# Document section:
= = = = = = =

House Democrats Outdo Themselves with an Unserious Border Security Proposal, Part 2

By Dan Cadman on February 5, 2019

Read Part 1

In a prior posting, I discussed some of the many objectionable features of the bill that House Democrats are putting together as their gambit in the government funding vs. shutdown game with President Trump and the Republican Senate, and the fundamentally disingenuous way in which they are packaging that proposal as some kind of "smart" border security and immigration control.

For many reasons, there is nothing smart at all about such a move, nor will it prove to be effective, but that seems to be the point: just more smoke and mirrors that they hope both the American public and the Republican majority in the Senate will buy into.

I wrapped up Part 1 by saying:

[T]he House bill would apportion massive amounts of funding to radically expand use of alternative-to-detention [ATD] programs instead of actual confinement for immigration law violators. While this probably sounds superficially attractive because most people dislike thinking about human beings put into lockdown in a jail-like environment, it's the equivalent of offering the president magic beans in lieu of real border security.

To be specific, here is what the summary says the bill would do:

  • Funds an Alternatives to Detention (ATD) daily participation level of approximately 100,000 (current is 82,000);
  • $40 million above the request for new ICE Alternatives to Detention case management personnel; and
  • $30.5 million above the request for family case management within the ATD program.

The problem is that substituting ATD for actual detention is a "feel-good" measure that will prove untenable and fix nothing. Here's why.

Proponents point to the salutary "appearance rates" of a pilot study on ATD to argue that it is an effective alternative to detaining aliens, but doing so overlooks that:

  1. The number of participants in that pilot pool was so exceedingly small as to make it completely unreliable when extrapolated to hundreds of thousands of aliens.
  2. There is every reason to believe that the participants were more than likely cherry picked for reliability, rather than being completely representative of the alien population at large. If you were spending time, money, and energy on a pilot project, would you doom it to failure by loading it right off the bat with probable court absconders and incorrigibles, or even just your run-of-the-mill population of aliens in removal proceedings? Unlikely.
  3. And even in the context of the pilot project participants, the time frame was too abbreviated to determine the final, and only meaningful test of success, which is: Will aliens really show up for an airplane or bus to deport them? That's a whole different thing than showing up at immigration court hearings until the point at which they are denied asylum or other relief and ordered removed. Whether they would do so is doubtful in the extreme. Why would they, when the simpler alternative is to cut off your ankle bracelet, remove the sim card in your phone that makes you traceable, and then simply disappear. That's what a large percentage of aliens already do, and there's little reason to think ATD aliens would do otherwise. It defies human logic. What's the worst that happens to an absconder who gets caught? They get deported. If that's going to happen anyway, why not risk fleeing and being able to stay and work indefinitely?

= = = = = = =

# Raw data:
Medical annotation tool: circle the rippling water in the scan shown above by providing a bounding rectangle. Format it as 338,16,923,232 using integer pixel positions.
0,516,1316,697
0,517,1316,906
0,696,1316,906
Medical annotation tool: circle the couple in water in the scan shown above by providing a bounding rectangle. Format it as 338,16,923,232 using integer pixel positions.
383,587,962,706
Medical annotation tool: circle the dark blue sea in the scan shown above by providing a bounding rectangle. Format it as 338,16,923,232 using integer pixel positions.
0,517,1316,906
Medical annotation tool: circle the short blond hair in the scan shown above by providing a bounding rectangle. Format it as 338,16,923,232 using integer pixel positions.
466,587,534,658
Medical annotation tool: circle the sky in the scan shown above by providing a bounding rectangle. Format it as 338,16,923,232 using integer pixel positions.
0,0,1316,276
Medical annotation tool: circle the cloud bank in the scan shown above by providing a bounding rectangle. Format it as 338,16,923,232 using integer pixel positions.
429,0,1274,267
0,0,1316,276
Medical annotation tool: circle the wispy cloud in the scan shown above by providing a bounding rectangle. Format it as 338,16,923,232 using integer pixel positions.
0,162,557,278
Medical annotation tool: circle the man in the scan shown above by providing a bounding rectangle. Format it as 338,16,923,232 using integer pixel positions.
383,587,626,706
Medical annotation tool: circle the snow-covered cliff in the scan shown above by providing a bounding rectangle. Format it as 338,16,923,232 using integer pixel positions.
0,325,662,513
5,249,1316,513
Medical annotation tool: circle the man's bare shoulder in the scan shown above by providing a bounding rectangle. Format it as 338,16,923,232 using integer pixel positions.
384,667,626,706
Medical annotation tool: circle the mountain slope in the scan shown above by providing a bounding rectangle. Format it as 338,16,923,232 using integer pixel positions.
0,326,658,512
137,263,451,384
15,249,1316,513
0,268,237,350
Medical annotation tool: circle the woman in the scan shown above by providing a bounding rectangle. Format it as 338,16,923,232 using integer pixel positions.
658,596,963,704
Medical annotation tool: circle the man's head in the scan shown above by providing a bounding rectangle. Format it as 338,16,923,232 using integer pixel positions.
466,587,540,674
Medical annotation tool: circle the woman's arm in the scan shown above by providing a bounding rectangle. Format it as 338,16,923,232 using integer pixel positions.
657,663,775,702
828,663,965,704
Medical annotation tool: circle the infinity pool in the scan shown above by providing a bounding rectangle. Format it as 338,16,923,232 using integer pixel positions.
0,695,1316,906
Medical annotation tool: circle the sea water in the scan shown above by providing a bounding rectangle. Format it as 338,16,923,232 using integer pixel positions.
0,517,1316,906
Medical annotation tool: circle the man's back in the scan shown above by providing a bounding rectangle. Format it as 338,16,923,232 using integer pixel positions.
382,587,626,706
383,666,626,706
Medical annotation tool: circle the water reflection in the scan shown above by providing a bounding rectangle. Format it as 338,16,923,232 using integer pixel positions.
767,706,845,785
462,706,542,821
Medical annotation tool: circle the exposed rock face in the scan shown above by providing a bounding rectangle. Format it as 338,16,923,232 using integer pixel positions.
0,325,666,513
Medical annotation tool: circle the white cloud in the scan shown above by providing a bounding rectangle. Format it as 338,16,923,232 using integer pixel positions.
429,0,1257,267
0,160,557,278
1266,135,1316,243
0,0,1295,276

= = = = = = =

# Requirement 1:
From the border security article, return the passage starting with "In a prior posting, I" and going on through "and immigration control.", copied word for word.
# Requirement 2:
Continue the article on the House Democrats' border security bill from the point where it stops.

# Final answer 1:
In a prior posting, I discussed some of the many objectionable features of the bill that House Democrats are putting together as their gambit in the government funding vs. shutdown game with President Trump and the Republican Senate, and the fundamentally disingenuous way in which they are packaging that proposal as some kind of "smart" border security and immigration control.

# Final answer 2:
Democrats and proponents of ATD argue that it costs less than the daily rate of detention. But is that true over the long run? Perhaps not, because aliens on ATD go into the "non-detained" court docket, which is approaching a million-case backlog. In other words, count on them being under ATD (at the expense of the American taxpayer) for three or four years, possibly longer, whereas an alien who is detained and receives a prompt removal order may only be in detention three or four months.

Furthermore, calculations of ATD don't figure in the cost to the taxpayer of conducting lengthy and expensive "locate" investigations trying to find the hundreds of thousands of aliens who flee the court and remain at large in the United States. Imagine the thousands of hours expended on these cases by ICE Fugitive Apprehension Teams, and calculate the cost per hour of an agent at the GS-12 or 13 rate of pay. It adds up quickly. Not only that, but those aliens who abscond from ATD — if and when found — end up back in detention anyway, don't they? No savings there.

So how does the House Democrats' bill propose to handle that? By limiting the total amount of detention space available for the interior of the entire United States to 16,500 beds. In other words, make it impossible through lack of bed space to take such aliens into custody when they prove themselves scofflaws who violate the conditions of ATD release, and just leave them to go their way in the interior as they choose.

We also have to ask the following question in the context of a choice between the wall and ATD: If Congress and at least some segment of the public object to ICE or USBP detaining families at the front end of their illegal crossing, then how will they feel if those very same families get detained at the back end of the process because they break the conditions of ATD and flee? Will House Democrats still have moral qualms about detaining families even after they have broken their ATD bargain? Probably. So what will be the point of such a futile exercise in the long run?

Finally, if the point of the exercise is to dissuade additional families and minors from making the incredibly perilous journey, and putting themselves into the hands of cartel members and alien smugglers, how precisely does ATD do that? It doesn't. It does exactly the opposite because it ensures their prompt release into the community for years, during which they can work, either with permission if they get it, or even without — thus displacing (or at least competing with) economically challenged or disadvantaged American citizens on the bottom of the ladder.

I know that aliens in the ATD program often work without authorization because I and others at the Center have spoken to the personnel who run the ATD programs: They acknowledge that they are aware from GPS tracking that these aliens often work without benefit of employment authorization; in fact, they know exactly where. But for the sake of keeping the aliens in the program, they turn a blind eye. How ironic, then, that the U.S. government underwrites a program permitting aliens in removal proceedings to work without authority — which is itself a basis for removal — and in the process continues to act as an incentive for more aliens to pay smugglers to aid them in illegally entering the United States.

Mind you, I don't suggest that there is no utility to ATD; there is, but it's foolish to perceive of it as some kind of cure-all or silver bullet to be used as a substitute for detention across the board. It's nothing of the sort.

In sum, the House Democrats' version of a "smart" border security and immigration control bill is a fraud.